Es gibt Bücher, die beschäftigen mich nach dem Lesen noch unglaublich lange, und ich weiß jetzt schon, dass dieses Buch dazugehören wird. "Evangeline" von D.W.Buffa ist ein Gerichtsthriller, das den Leser beim Lesen in einen GEwissenskonflikt stürzt, vor den man nie gestellt werden möchte...
Die "Evangeline" ist die modernste Segelyacht, die gebaut wurde. Sechzig Meter lang, ausgestattet mit allem technischen Schnickschnack, der sie auf Kurs halten soll, ist sie das Schiff, auf dem 27 Männer und Frauen eine Fahrt rund um Afrika unternehmen wollen. Doch schon nach wenigen Tagen kommt es zur Katastrophe: die Evangeline sinkt in einem Sturm, nur 14 Personen können sich in ein Boot retten, darunter der Kapitän Vincent Marlowe. Sie treiben in einer viel zu kleinen Nussschale über den Atlantik, nach über vierzig Tagen wird das Boot gefunden, es haben nur sechs Menschen überlebt, die völlig ausgedörrt, vom Hunger in den Wahnsinn getrieben, ins Krankenhaus gebracht werden. Und schon bald ist klar, dass die übrigen Personen nicht etwa ins Wasser gefallen sind - Marlowe hat sich entschlossen, das Undenkbare zu tun: sie haben sich von den Körpern Toter ernährt.

--*--

ANFORDERUNGEN:
(1) Entnimm dem Ausgangstext wortgetreu den Abschnitt, der bei „Es gibt Bücher, die“ beginnt und bei „gestellt werden möchte...“ endet.
(2) Übersetze diesen Satz aus dem Ausgangstext ins Englische: „Doch schon nach wenigen Tagen kommt es zur Katastrophe: die Evangeline sinkt in einem Sturm, nur 14 Personen können sich in ein Boot retten, darunter der Kapitän Vincent Marlowe.“

AUFGELISTETE EINTRÄGE:
--*--

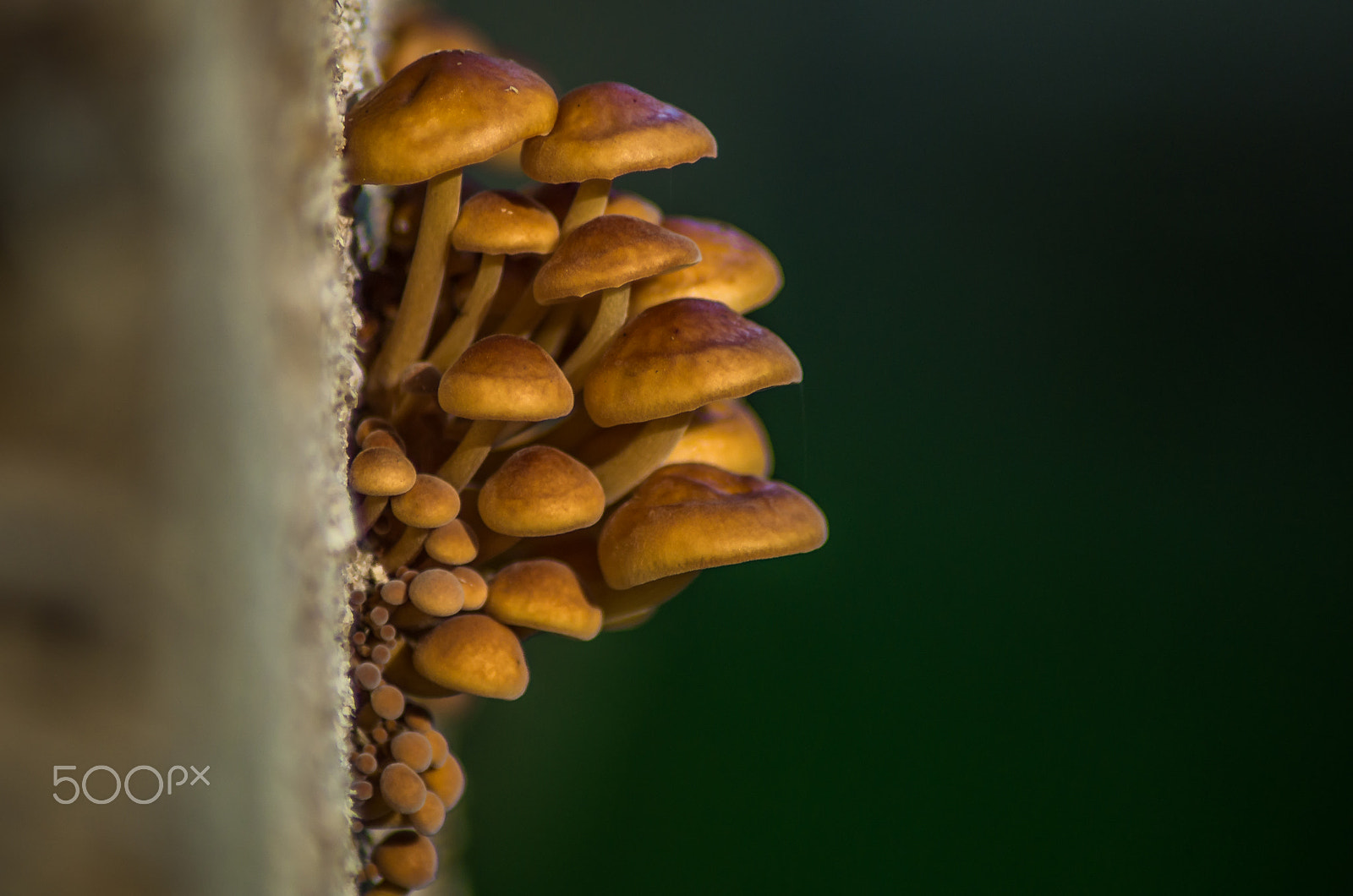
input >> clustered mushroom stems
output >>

--*--

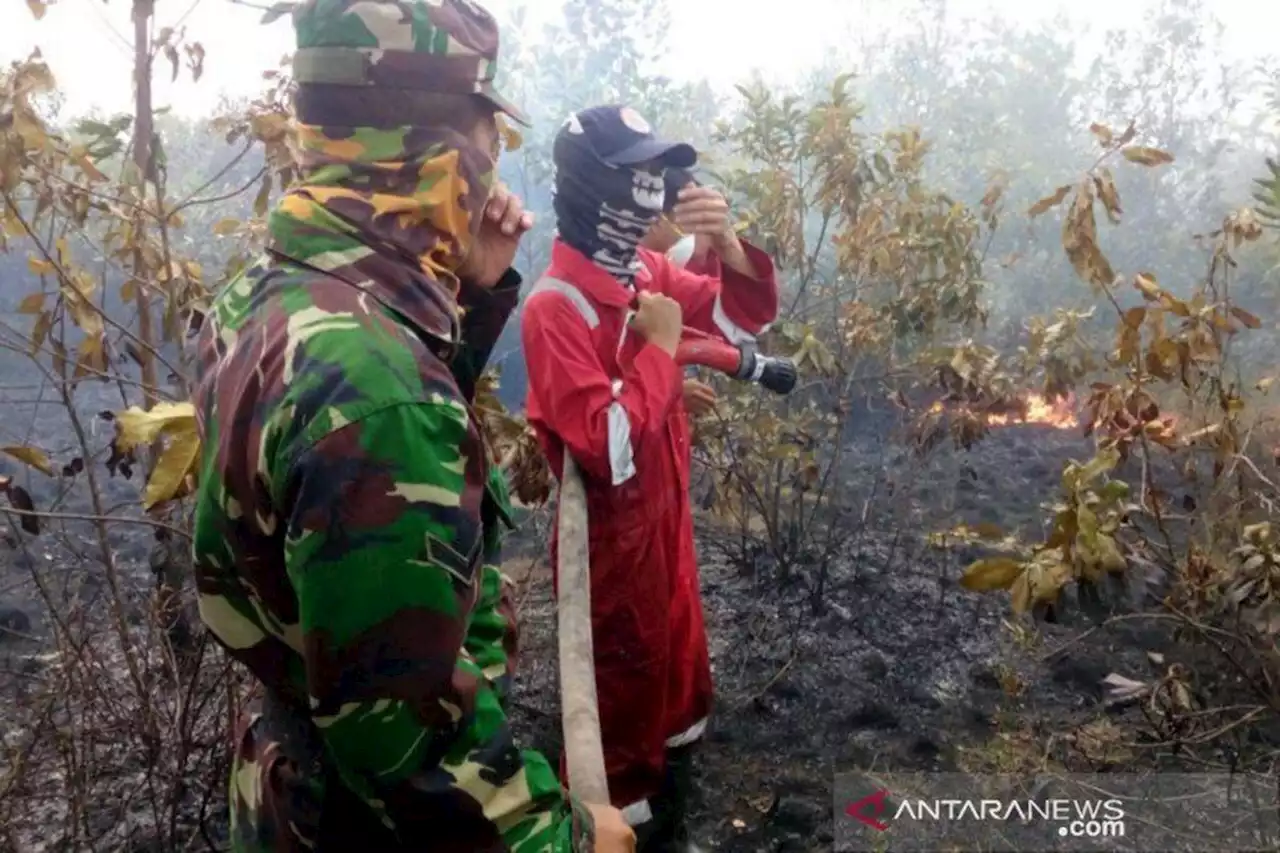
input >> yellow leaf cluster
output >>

--*--

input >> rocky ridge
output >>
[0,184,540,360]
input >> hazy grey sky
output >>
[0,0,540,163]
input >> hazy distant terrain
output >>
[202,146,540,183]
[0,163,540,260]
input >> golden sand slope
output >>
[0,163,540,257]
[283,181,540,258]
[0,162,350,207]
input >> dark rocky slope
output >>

--*--

ENDGÜLTIGE ANTWORTEN:
(1)
Es gibt Bücher, die beschäftigen mich nach dem Lesen noch unglaublich lange, und ich weiß jetzt schon, dass dieses Buch dazugehören wird. "Evangeline" von D.W.Buffa ist ein Gerichtsthriller, das den Leser beim Lesen in einen GEwissenskonflikt stürzt, vor den man nie gestellt werden möchte...

(2) But after only a few days, disaster strikes: the Evangeline sinks in a storm, and only 14 people manage to escape into a boat, among them the captain, Vincent Marlowe.